#### Data entries
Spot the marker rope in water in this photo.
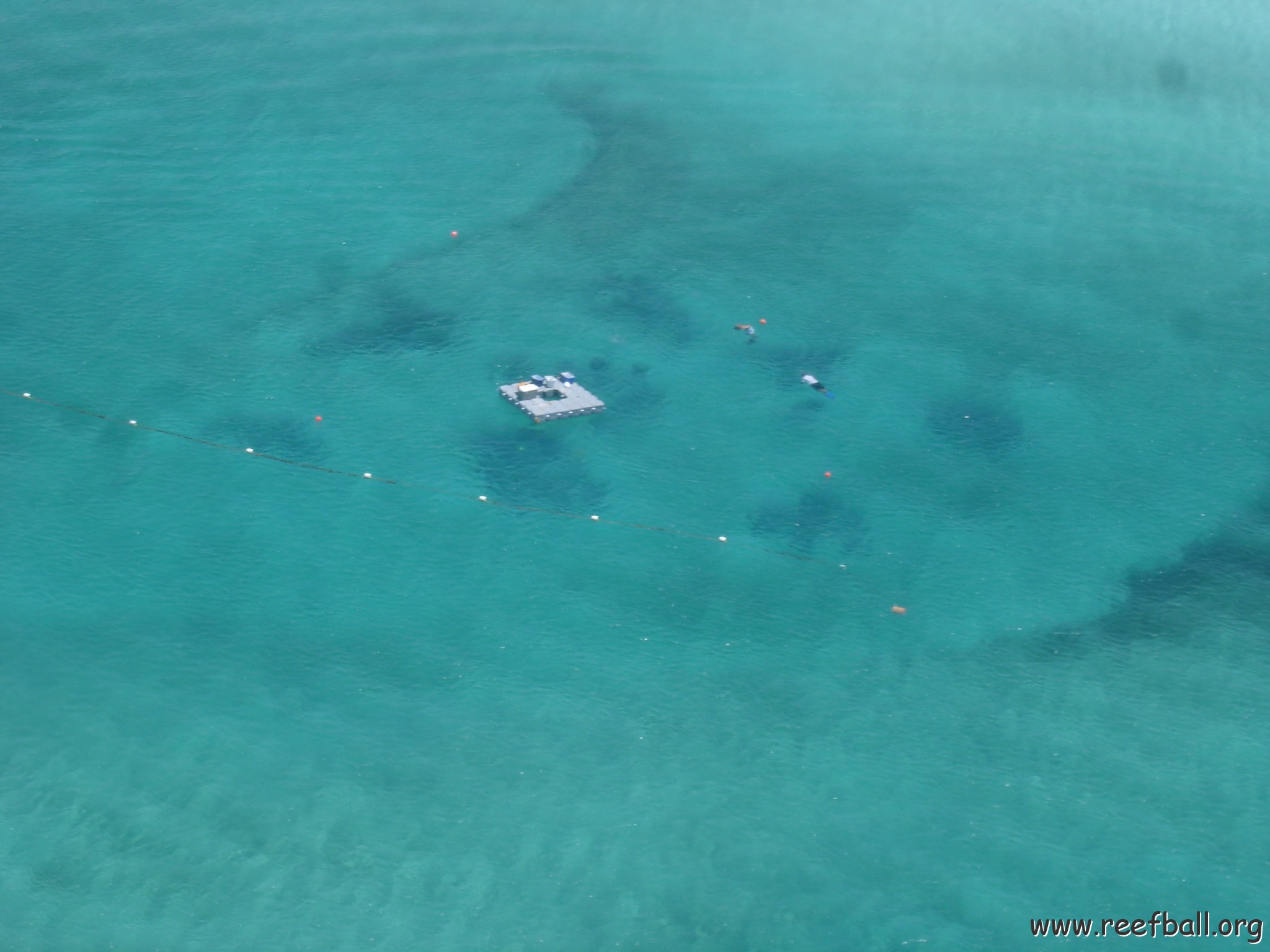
[0,389,847,569]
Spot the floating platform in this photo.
[498,371,605,423]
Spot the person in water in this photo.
[802,373,833,397]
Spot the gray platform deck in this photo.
[498,377,605,421]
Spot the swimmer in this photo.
[802,373,837,400]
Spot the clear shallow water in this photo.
[0,2,1270,950]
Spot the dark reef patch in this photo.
[926,400,1024,453]
[749,488,868,552]
[207,414,326,462]
[745,338,847,390]
[468,429,607,511]
[311,287,457,355]
[1034,487,1270,659]
[1156,56,1190,95]
[594,274,692,344]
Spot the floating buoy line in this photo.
[0,389,863,571]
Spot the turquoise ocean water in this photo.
[0,0,1270,952]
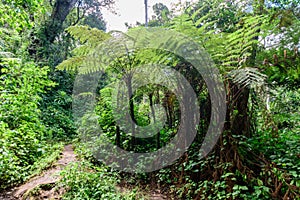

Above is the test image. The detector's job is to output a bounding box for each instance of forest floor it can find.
[0,145,77,200]
[0,144,167,200]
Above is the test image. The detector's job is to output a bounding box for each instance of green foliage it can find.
[0,59,54,187]
[59,162,135,200]
[0,0,42,31]
[57,26,109,71]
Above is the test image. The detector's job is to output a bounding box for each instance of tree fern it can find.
[57,26,110,70]
[228,67,267,88]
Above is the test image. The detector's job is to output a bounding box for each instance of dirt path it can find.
[0,145,167,200]
[0,145,76,200]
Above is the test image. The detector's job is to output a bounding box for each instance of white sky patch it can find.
[103,0,196,31]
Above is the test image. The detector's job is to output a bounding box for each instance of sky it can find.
[103,0,186,31]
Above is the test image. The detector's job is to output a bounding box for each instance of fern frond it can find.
[228,67,267,88]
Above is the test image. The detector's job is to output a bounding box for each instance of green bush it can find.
[58,162,135,200]
[0,59,54,188]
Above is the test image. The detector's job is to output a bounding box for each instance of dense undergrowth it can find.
[0,0,300,200]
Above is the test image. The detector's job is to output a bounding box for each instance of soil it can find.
[0,145,77,200]
[0,145,167,200]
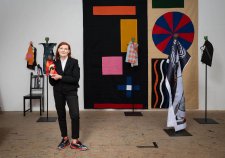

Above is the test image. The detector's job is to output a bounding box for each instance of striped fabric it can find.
[166,39,190,131]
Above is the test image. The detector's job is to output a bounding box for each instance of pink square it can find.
[102,57,123,75]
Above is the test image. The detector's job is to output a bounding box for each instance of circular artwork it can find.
[152,12,194,55]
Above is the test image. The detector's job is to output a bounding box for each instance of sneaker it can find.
[70,140,88,151]
[58,139,70,149]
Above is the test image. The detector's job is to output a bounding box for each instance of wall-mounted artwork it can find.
[83,0,148,109]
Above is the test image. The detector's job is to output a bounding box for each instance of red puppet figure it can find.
[45,55,58,76]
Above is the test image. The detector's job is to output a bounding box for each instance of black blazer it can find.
[49,57,80,92]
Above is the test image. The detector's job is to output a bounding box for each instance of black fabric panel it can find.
[83,0,148,109]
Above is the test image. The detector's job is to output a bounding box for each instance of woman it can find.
[49,42,87,150]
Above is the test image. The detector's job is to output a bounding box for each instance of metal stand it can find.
[194,64,218,124]
[37,76,57,122]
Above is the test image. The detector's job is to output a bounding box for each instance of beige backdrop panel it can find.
[148,0,198,109]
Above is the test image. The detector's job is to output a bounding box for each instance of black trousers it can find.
[54,91,80,139]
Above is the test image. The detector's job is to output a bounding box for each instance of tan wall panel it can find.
[148,0,198,109]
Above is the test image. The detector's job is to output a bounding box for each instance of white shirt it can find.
[60,57,68,71]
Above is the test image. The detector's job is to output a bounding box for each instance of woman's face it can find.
[58,45,70,57]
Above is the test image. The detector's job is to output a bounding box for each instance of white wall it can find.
[0,0,83,111]
[0,0,225,111]
[199,0,225,110]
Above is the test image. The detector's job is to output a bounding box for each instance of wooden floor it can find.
[0,110,225,158]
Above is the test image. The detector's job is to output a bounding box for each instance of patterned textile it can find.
[166,39,190,131]
[125,42,138,67]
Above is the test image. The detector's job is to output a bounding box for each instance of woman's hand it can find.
[51,74,62,80]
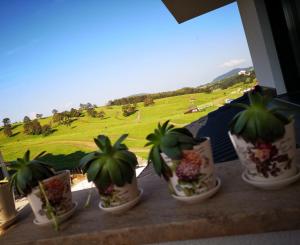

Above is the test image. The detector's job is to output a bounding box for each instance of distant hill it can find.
[212,66,253,82]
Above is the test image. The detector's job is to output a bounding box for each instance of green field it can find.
[0,83,253,169]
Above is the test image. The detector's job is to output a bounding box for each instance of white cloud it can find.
[220,59,246,68]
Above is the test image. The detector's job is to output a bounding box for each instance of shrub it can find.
[42,124,53,136]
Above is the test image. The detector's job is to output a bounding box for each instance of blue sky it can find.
[0,0,252,121]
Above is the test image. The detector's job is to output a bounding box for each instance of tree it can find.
[122,104,137,117]
[144,96,154,107]
[3,124,13,137]
[42,124,53,136]
[52,109,58,115]
[23,116,31,123]
[2,117,10,126]
[97,111,105,119]
[52,113,63,124]
[86,108,97,117]
[23,116,32,134]
[70,108,81,117]
[35,114,43,119]
[31,119,42,135]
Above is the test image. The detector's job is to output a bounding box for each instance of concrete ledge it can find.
[0,151,300,245]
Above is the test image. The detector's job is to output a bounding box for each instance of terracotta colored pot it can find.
[229,121,297,183]
[161,138,216,197]
[0,183,17,223]
[27,171,74,224]
[98,175,140,208]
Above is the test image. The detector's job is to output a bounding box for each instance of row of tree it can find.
[107,71,256,105]
[23,116,53,136]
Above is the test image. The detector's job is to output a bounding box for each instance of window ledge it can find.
[0,150,300,245]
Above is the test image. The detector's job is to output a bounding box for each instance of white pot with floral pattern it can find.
[27,170,74,224]
[229,121,298,183]
[161,138,217,197]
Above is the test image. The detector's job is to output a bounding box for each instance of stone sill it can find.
[0,150,300,245]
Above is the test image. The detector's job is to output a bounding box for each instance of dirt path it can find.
[34,140,149,152]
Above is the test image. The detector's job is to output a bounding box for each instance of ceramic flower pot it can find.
[27,171,74,224]
[98,176,140,209]
[229,122,297,183]
[161,138,217,197]
[0,182,17,223]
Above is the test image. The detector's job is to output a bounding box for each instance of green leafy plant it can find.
[145,120,200,180]
[8,150,54,195]
[80,134,138,191]
[230,93,291,143]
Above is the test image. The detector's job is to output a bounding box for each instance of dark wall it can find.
[265,0,300,93]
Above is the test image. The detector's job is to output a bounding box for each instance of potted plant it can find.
########
• **Stated goal**:
Rewrite the stretch from the start of the rows through the line with "[802,373,837,400]", putting "image" in place of "photo" and keeping everything else the same. Omit the pictures.

• **Output below**:
Spot the marker rope in water in this image.
[0,389,847,569]
Spot the floating platform in this image.
[498,371,605,423]
Spot the person in water in this image.
[802,373,833,397]
Spot the gray platform deck in this image.
[498,377,605,421]
Spot the swimmer in this image.
[802,373,837,400]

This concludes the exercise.